(Entries from an annotation dataset)
━━━━

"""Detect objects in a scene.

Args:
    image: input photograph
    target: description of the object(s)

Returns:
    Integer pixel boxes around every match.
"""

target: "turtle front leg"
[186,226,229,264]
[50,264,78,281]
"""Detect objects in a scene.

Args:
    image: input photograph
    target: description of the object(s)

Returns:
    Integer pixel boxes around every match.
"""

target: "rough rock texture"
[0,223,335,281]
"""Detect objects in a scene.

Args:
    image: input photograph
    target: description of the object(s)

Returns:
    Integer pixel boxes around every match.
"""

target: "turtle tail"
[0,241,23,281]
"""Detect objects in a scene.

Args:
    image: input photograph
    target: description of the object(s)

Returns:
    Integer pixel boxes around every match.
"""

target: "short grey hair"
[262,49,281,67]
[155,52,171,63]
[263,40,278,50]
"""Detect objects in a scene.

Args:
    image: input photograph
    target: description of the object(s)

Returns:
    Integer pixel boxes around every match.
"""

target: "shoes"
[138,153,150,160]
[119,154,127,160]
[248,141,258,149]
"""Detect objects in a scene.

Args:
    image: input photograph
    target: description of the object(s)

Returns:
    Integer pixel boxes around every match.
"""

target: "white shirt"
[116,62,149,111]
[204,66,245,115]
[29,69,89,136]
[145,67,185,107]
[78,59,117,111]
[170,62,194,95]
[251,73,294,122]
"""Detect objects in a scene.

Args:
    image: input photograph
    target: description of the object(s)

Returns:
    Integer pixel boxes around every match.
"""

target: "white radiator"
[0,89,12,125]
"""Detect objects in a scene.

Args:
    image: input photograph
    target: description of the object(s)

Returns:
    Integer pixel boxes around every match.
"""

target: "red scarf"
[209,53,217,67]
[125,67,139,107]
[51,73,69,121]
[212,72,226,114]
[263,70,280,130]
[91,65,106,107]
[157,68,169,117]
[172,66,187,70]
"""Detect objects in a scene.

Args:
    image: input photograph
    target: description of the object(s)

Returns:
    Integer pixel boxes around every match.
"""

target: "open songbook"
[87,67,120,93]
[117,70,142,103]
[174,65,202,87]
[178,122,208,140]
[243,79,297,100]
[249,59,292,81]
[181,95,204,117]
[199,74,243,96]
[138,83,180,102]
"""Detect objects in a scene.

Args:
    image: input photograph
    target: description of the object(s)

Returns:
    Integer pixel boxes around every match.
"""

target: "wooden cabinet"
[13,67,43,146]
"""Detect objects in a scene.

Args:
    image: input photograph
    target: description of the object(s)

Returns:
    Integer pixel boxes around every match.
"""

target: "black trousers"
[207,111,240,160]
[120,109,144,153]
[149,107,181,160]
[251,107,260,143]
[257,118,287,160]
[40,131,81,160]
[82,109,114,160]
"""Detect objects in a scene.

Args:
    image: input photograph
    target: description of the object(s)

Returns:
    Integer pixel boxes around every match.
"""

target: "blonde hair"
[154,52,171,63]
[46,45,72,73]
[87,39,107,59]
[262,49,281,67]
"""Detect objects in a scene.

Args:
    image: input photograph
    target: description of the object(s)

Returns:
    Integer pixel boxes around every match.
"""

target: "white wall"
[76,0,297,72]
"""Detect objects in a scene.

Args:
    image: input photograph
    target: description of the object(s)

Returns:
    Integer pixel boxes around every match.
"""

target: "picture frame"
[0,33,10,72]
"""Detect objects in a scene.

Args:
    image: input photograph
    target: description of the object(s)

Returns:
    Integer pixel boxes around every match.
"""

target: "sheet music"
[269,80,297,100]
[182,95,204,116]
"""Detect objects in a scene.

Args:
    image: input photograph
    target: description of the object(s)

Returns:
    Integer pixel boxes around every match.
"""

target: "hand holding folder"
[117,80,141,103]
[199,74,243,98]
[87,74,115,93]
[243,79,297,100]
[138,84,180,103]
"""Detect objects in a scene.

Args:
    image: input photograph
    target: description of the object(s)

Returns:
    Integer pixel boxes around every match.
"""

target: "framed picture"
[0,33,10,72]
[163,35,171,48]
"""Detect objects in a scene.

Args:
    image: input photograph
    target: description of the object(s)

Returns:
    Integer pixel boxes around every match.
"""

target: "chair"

━━━━

*The problem*: Duplicate all of the rows above, reproducing every line without any change.

*Complete response*:
"""Detect objects in a scene.

Args:
    image: input photograph
    target: description of the object(s)

Returns:
    Integer pixel boxes around every match.
"""

target: "turtle front leg"
[186,226,229,264]
[50,264,78,281]
"""Detect objects in a scene.

Args:
    image: input photograph
    target: description of the object(s)

Returns:
    Integer pixel boxes around every match.
"""

target: "rough rock texture"
[0,223,335,281]
"""Detect objects in a scene.

Args:
    image: input photograph
    target: description of the object(s)

Returns:
    Integer pixel boxes around every match.
"""

target: "turtle tail"
[0,241,23,281]
"""Detect objects in a scene.

Args:
    image: input photograph
    target: description of the object(s)

Returns:
    Integer pixel boxes around every match.
"""

target: "short grey hair"
[262,49,281,67]
[155,52,171,63]
[263,40,278,50]
"""Detect objects in a scene.

Args:
    image: input photograph
    target: description of the object(s)

Returns:
    Integer pixel boxes around every match.
"""

target: "shoes"
[138,153,150,160]
[119,154,127,160]
[248,141,258,149]
"""Detect objects in a scene.

Args:
    image: input photograph
    target: description of the object(s)

Returns:
    Integer pixel boxes around every match.
"""

target: "white shirt"
[116,62,149,111]
[204,66,245,115]
[29,69,89,136]
[145,67,185,107]
[78,59,117,111]
[170,62,194,95]
[251,73,294,122]
"""Detect objects in a scene.

Args:
    image: input photograph
    target: description of the object(s)

Returns:
    Integer pixel boxes around every match.
"""

target: "white radiator"
[0,89,12,125]
"""Detect objects in a scene.

Args:
    image: input photograph
    target: description of the object(s)

Returns:
    Integer pixel boxes around every match.
"""

target: "red scarf"
[209,53,217,67]
[125,67,139,107]
[51,73,69,121]
[212,72,226,114]
[263,70,280,130]
[91,65,106,107]
[157,68,169,117]
[172,66,187,70]
"""Detect objects in a scene.

Args:
    image: input photograph
    target: description of the object(s)

Returns:
    Integer pixel boxes around every match.
"""

target: "open songbook"
[87,67,120,93]
[117,70,142,103]
[174,65,202,87]
[178,122,208,140]
[243,79,297,100]
[249,59,292,81]
[181,95,204,117]
[199,74,243,96]
[138,83,180,102]
"""Detect objects in a scene.

Args:
    image: input photograph
    target: description of the object(s)

Returns:
    Integer pixel boxes around every match.
"""

target: "wooden cabinet"
[13,67,43,146]
"""Detect objects in a scene.

Args:
    image: input photograph
    target: description of the object(s)

Returns:
    Integer pixel boxes around every match.
"""

target: "black trousers"
[207,111,240,160]
[120,109,144,153]
[149,107,181,160]
[251,107,260,143]
[257,118,287,160]
[40,131,81,160]
[82,109,114,160]
"""Detect objects in a scene.

Args:
    image: input photograph
    target: description of the object(s)

Returns:
    Integer pixel boxes around every match.
"""

target: "blonde hair"
[154,52,171,63]
[46,45,72,73]
[87,39,107,59]
[262,49,281,67]
"""Detect objects in a scene.

Args:
    image: input photograph
    target: description of the object(s)

Returns:
    Integer pixel boxes around every match.
"""

target: "white wall"
[76,0,297,72]
"""Detect objects in a scene.

Args:
    image: input photograph
    target: description of the object(s)

Returns:
    Integer pixel boxes around every match.
"""

target: "picture frame"
[0,33,10,72]
"""Detect objects in a scene.

Args:
    image: input photograph
    target: description of the object(s)

Returns:
    Integer pixel boxes around every match.
"""

target: "sheet music"
[269,80,297,100]
[182,95,204,116]
"""Detect objects in a scene.

Args:
    image: input photograph
    target: description of the object(s)

Returns:
    Integer pixel boxes around every match.
"""

target: "hand holding folder"
[117,80,141,103]
[199,74,243,98]
[87,74,115,93]
[243,79,297,100]
[138,84,180,103]
"""Detect objects in a scene.

Args:
    image: input photograph
    target: description of the object(s)

Returns:
    Integer pixel boxes around every match.
"""

target: "framed picture"
[0,33,10,72]
[163,35,171,48]
"""Detect objects in a scene.

Args:
    image: input photograph
    target: description of the object(s)

Returns:
    Integer pixel boxes around every match.
"""

target: "chair"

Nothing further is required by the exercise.